Requirement:
Return, word for word, the stretch of the nursing medication app write-up from "UX Design, Prototyping, Stakeholder" through "stakeholders was a key.".

[Opening Text shown section]

Summary: Medication tracking for nurses on-the-go (so, all the time)

This was not one of my lengthier projects, but it was one I genuinely felt was a great use of technology. I spent some time mocking up and presenting screens to medical stakeholders for a new nursing app. In hospitals that used our products, nurses carried mobile phones on their hips via a special holster. The phones weren't used for calls, but held an array of medical applications and high security for patient privacy. Apps could notify users of emergency situations or even trigger reminders for special duties, and of course paging and in-hosptial communications.


Main Problem:

Nurse's need a fast and easy to nagivate solution to patient medication tracking.

UX Activities

UX Design, Prototyping, Stakeholder meetings

The original report
Nursing Mobile App Screens

This particular app allowed nurse's to review patient medication and patient blood level data so they could track thier patient's reactions to medications, ensure their levels were staying stable, and be reminded of any special cases. The key to these kinds of apps is to make them as simple and fast to use use as possible. Nurse's as we all know, are extremely busy and need to get in and out of the app screens quickly. And since I'm not a nurse, close collaboration with our medical practitioner stakeholders was a key.

[Closing Text shown section]
[Opening Data supplied section]

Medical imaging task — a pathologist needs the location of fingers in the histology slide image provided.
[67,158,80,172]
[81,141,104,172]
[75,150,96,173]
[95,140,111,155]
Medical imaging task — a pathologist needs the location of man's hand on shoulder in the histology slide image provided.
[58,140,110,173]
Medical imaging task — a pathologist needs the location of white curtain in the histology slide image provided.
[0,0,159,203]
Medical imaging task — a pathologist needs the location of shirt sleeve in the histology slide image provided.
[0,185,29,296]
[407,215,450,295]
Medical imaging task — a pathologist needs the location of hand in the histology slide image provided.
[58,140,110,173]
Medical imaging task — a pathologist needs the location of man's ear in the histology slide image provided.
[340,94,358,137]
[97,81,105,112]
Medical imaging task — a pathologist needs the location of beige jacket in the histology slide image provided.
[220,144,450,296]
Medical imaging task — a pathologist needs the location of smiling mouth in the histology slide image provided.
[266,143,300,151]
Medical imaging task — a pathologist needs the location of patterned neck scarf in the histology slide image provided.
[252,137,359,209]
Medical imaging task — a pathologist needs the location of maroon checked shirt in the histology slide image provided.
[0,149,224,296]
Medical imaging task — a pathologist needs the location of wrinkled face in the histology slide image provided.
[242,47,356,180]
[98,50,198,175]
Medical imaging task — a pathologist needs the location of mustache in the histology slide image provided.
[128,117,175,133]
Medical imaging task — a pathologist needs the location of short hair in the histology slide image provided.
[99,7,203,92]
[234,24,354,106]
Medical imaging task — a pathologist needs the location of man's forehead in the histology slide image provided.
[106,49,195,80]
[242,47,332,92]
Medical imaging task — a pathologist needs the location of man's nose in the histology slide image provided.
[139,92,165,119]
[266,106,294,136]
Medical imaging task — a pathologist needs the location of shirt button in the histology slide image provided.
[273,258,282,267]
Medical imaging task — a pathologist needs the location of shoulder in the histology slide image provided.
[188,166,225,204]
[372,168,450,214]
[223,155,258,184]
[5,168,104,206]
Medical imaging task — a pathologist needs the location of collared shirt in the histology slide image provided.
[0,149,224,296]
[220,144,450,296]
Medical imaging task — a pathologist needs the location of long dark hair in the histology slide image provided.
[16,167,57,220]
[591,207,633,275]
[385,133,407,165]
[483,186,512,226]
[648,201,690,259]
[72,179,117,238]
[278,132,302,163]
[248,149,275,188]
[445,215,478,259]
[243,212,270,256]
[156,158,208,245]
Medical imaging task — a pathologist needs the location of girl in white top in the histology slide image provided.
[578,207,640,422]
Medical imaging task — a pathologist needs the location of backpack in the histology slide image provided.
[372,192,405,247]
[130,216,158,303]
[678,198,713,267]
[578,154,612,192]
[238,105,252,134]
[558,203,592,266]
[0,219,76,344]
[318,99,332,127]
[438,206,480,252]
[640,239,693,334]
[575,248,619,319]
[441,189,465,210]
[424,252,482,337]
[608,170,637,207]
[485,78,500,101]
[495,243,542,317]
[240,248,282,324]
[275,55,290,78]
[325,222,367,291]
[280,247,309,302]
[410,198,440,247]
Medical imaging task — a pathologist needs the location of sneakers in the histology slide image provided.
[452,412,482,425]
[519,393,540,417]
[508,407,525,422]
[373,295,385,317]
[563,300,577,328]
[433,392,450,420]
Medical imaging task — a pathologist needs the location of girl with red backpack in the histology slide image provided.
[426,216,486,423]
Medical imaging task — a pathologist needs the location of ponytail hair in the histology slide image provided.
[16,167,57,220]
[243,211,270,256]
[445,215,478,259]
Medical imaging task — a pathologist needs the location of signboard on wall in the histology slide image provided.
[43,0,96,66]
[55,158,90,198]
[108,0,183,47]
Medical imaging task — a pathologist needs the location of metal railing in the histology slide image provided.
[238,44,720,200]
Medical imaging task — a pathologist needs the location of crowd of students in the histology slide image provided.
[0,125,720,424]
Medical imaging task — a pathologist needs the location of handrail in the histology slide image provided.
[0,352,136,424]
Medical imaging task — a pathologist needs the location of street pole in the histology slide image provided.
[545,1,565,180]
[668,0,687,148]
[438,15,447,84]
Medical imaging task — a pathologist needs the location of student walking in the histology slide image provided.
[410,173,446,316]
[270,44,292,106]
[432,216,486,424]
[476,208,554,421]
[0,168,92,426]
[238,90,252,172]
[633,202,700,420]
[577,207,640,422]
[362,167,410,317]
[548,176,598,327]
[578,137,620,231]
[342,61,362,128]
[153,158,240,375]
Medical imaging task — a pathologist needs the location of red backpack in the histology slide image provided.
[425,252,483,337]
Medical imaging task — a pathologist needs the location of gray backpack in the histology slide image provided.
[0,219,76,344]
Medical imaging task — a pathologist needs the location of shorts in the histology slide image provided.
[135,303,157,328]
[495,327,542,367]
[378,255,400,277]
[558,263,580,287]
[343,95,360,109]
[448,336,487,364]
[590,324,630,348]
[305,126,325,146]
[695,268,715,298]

[Closing Data supplied section]

Completed exercise:
UX Design, Prototyping, Stakeholder meetings

The original report
Nursing Mobile App Screens

This particular app allowed nurse's to review patient medication and patient blood level data so they could track thier patient's reactions to medications, ensure their levels were staying stable, and be reminded of any special cases. The key to these kinds of apps is to make them as simple and fast to use use as possible. Nurse's as we all know, are extremely busy and need to get in and out of the app screens quickly. And since I'm not a nurse, close collaboration with our medical practitioner stakeholders was a key.